Task requirements: Search the records for the string "water" and copy every line where it turns up.

Records provided:
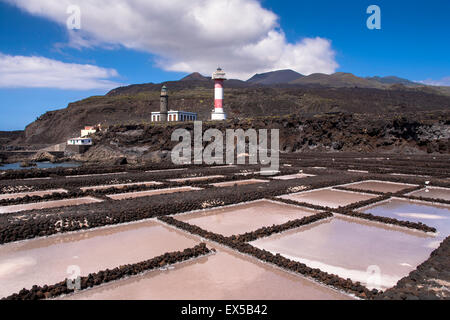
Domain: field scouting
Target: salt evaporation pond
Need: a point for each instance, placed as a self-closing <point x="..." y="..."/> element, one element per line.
<point x="96" y="174"/>
<point x="40" y="165"/>
<point x="293" y="176"/>
<point x="119" y="186"/>
<point x="433" y="193"/>
<point x="371" y="253"/>
<point x="238" y="182"/>
<point x="433" y="215"/>
<point x="132" y="195"/>
<point x="379" y="186"/>
<point x="328" y="197"/>
<point x="242" y="218"/>
<point x="30" y="194"/>
<point x="46" y="260"/>
<point x="47" y="204"/>
<point x="193" y="179"/>
<point x="224" y="275"/>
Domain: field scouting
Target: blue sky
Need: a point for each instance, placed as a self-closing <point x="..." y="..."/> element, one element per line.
<point x="45" y="66"/>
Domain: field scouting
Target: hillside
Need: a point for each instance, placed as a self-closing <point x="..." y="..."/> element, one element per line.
<point x="275" y="77"/>
<point x="316" y="93"/>
<point x="298" y="133"/>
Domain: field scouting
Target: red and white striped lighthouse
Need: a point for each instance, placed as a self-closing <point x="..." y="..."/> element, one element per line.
<point x="218" y="114"/>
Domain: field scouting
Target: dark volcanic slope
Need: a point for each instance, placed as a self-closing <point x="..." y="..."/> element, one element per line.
<point x="314" y="133"/>
<point x="275" y="77"/>
<point x="134" y="104"/>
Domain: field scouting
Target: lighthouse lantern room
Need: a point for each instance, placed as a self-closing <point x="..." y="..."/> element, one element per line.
<point x="219" y="77"/>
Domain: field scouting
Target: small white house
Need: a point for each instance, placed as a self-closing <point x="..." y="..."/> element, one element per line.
<point x="173" y="116"/>
<point x="80" y="142"/>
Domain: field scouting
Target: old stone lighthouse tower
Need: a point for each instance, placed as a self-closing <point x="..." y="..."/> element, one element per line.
<point x="163" y="104"/>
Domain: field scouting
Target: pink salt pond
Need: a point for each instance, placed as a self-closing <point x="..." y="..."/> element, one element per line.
<point x="194" y="179"/>
<point x="97" y="174"/>
<point x="47" y="204"/>
<point x="433" y="193"/>
<point x="165" y="170"/>
<point x="433" y="215"/>
<point x="50" y="260"/>
<point x="148" y="193"/>
<point x="238" y="182"/>
<point x="30" y="194"/>
<point x="378" y="186"/>
<point x="293" y="176"/>
<point x="371" y="253"/>
<point x="328" y="197"/>
<point x="119" y="186"/>
<point x="224" y="275"/>
<point x="242" y="218"/>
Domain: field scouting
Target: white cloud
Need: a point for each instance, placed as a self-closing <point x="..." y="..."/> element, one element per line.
<point x="441" y="82"/>
<point x="40" y="72"/>
<point x="196" y="35"/>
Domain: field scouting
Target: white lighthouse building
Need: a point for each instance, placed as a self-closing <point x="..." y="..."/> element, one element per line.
<point x="218" y="114"/>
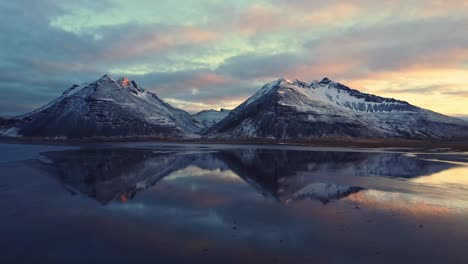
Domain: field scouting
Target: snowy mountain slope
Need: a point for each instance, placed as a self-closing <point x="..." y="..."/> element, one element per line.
<point x="210" y="117"/>
<point x="106" y="108"/>
<point x="297" y="110"/>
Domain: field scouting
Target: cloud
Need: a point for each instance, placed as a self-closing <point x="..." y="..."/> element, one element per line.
<point x="214" y="54"/>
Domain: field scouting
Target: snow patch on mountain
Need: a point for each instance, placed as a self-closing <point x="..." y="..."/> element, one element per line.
<point x="107" y="108"/>
<point x="297" y="110"/>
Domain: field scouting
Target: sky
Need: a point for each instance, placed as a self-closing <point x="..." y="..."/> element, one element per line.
<point x="203" y="54"/>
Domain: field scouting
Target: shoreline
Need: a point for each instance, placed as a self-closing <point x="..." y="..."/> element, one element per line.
<point x="455" y="144"/>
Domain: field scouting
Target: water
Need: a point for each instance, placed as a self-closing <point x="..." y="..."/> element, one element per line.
<point x="183" y="203"/>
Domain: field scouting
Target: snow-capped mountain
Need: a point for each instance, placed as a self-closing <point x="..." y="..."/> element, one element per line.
<point x="106" y="108"/>
<point x="297" y="110"/>
<point x="210" y="117"/>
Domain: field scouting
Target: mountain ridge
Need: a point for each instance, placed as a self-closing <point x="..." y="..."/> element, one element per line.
<point x="280" y="110"/>
<point x="296" y="110"/>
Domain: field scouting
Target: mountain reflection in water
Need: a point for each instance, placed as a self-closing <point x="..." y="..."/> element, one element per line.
<point x="285" y="175"/>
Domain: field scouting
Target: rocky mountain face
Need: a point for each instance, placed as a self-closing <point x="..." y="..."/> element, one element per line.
<point x="210" y="117"/>
<point x="106" y="108"/>
<point x="327" y="109"/>
<point x="281" y="110"/>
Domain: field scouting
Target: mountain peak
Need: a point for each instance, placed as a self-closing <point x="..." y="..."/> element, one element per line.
<point x="106" y="77"/>
<point x="124" y="81"/>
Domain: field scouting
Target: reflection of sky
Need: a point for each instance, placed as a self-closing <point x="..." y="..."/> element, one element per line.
<point x="214" y="216"/>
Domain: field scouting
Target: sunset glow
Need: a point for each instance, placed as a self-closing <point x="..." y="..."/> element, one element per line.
<point x="212" y="54"/>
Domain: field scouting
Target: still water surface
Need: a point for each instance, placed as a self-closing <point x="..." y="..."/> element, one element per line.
<point x="182" y="203"/>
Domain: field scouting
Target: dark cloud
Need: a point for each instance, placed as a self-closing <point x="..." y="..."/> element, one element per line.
<point x="38" y="61"/>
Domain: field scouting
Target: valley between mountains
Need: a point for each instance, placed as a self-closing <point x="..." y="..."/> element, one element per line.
<point x="282" y="110"/>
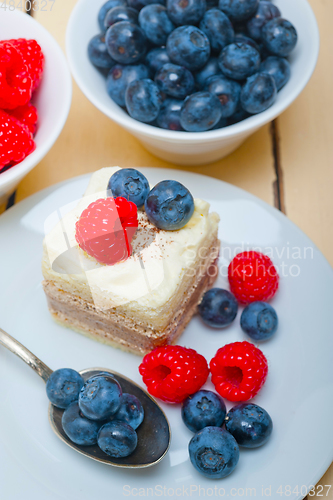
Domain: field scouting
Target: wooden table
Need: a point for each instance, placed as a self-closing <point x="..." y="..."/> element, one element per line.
<point x="288" y="163"/>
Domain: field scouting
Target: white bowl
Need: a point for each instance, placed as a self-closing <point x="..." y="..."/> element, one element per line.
<point x="187" y="148"/>
<point x="52" y="99"/>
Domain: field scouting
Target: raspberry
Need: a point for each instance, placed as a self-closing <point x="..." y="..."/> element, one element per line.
<point x="33" y="57"/>
<point x="27" y="115"/>
<point x="172" y="373"/>
<point x="16" y="140"/>
<point x="252" y="277"/>
<point x="239" y="370"/>
<point x="106" y="228"/>
<point x="15" y="82"/>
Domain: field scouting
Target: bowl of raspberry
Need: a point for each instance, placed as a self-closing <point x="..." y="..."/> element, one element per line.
<point x="192" y="80"/>
<point x="35" y="96"/>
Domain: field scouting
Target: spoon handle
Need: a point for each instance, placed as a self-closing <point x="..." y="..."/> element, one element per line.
<point x="22" y="352"/>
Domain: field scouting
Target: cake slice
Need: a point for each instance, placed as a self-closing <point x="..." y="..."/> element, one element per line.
<point x="139" y="303"/>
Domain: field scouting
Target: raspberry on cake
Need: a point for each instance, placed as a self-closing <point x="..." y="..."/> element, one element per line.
<point x="144" y="300"/>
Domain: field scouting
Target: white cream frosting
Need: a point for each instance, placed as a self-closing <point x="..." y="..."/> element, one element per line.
<point x="149" y="278"/>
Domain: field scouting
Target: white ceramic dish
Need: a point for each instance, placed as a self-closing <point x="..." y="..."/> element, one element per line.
<point x="186" y="148"/>
<point x="298" y="393"/>
<point x="52" y="98"/>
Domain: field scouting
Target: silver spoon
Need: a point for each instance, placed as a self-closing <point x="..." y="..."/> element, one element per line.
<point x="153" y="434"/>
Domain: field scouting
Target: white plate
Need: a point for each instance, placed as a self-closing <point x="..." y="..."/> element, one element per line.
<point x="298" y="393"/>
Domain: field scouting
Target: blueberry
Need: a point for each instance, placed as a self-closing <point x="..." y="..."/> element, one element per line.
<point x="258" y="93"/>
<point x="212" y="68"/>
<point x="218" y="28"/>
<point x="78" y="428"/>
<point x="214" y="452"/>
<point x="156" y="58"/>
<point x="186" y="11"/>
<point x="117" y="439"/>
<point x="201" y="111"/>
<point x="104" y="10"/>
<point x="239" y="10"/>
<point x="175" y="81"/>
<point x="203" y="409"/>
<point x="126" y="42"/>
<point x="169" y="205"/>
<point x="98" y="54"/>
<point x="155" y="23"/>
<point x="120" y="13"/>
<point x="279" y="37"/>
<point x="100" y="397"/>
<point x="278" y="68"/>
<point x="266" y="11"/>
<point x="143" y="100"/>
<point x="131" y="411"/>
<point x="120" y="77"/>
<point x="131" y="184"/>
<point x="169" y="115"/>
<point x="259" y="320"/>
<point x="239" y="61"/>
<point x="228" y="92"/>
<point x="250" y="425"/>
<point x="63" y="387"/>
<point x="188" y="46"/>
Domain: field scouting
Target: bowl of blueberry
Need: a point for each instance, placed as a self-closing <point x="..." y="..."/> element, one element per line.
<point x="192" y="79"/>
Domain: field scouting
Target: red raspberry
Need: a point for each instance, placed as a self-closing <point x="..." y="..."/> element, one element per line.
<point x="27" y="115"/>
<point x="106" y="228"/>
<point x="15" y="82"/>
<point x="239" y="370"/>
<point x="33" y="57"/>
<point x="252" y="276"/>
<point x="16" y="141"/>
<point x="172" y="372"/>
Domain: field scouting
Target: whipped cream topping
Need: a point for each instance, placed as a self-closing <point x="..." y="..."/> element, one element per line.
<point x="150" y="277"/>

Solution:
Target: water
Target: mountain reflection in water
Target: still water surface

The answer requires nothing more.